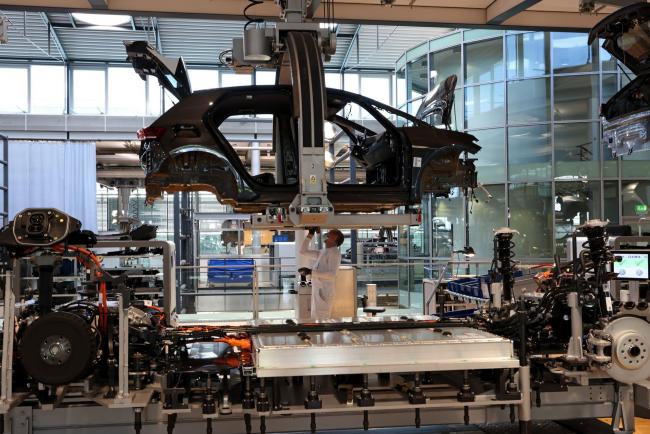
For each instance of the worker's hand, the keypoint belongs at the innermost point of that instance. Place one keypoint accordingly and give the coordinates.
(304, 271)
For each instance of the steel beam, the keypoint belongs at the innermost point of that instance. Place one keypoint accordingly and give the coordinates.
(502, 10)
(560, 17)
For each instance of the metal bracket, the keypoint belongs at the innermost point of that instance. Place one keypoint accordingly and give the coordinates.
(332, 220)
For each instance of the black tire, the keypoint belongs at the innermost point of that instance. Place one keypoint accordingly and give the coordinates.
(82, 348)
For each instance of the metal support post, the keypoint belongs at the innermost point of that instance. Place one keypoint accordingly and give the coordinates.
(123, 356)
(574, 350)
(6, 393)
(623, 417)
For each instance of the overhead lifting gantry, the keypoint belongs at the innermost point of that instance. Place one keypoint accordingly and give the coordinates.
(296, 47)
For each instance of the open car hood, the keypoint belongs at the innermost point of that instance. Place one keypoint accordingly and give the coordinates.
(147, 61)
(439, 101)
(627, 36)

WHAT IS EXPECTED :: Write out every line of the items above again, requests included, and shift each keypoint coordinate in the answers by adding 147 to it. Leave the pictures out.

SOLUTION FOR THIS PROBLEM ::
For each instance of the worker's hand, the keypoint belongs at the innermost point of that instance. Place one keypoint accordingly and give the coordinates.
(451, 418)
For each instance of the steel beam, the keypoint belongs at the innermost point of that instance. Place one keypoint accordingly and give the coordinates.
(649, 157)
(707, 164)
For each instance of the metal bracket, the keypoint belongs at the innermost point of that instance. Place one keypoint accordingly and give the coordinates.
(479, 367)
For each instance of the black tire, the keypoint belongs at the innermost point of that instance. Place one keypoint accordingly and give the coordinates.
(229, 495)
For each instance of the metal support post, the keypoint belongs at the innermost point of that instance. Place one keypoint accordingly and give the coordinates.
(270, 503)
(721, 497)
(153, 540)
(770, 564)
For each instance of the overhead lifting gantry, the keypoint belongs at the innermost point of that instance. Place one keypoint accordingly and give the coordinates.
(443, 194)
For each instance of the open car hood, the keypoint belongs at the innermost point of that instance. Place one keypoint accordingly and give the coordinates.
(294, 208)
(586, 248)
(774, 183)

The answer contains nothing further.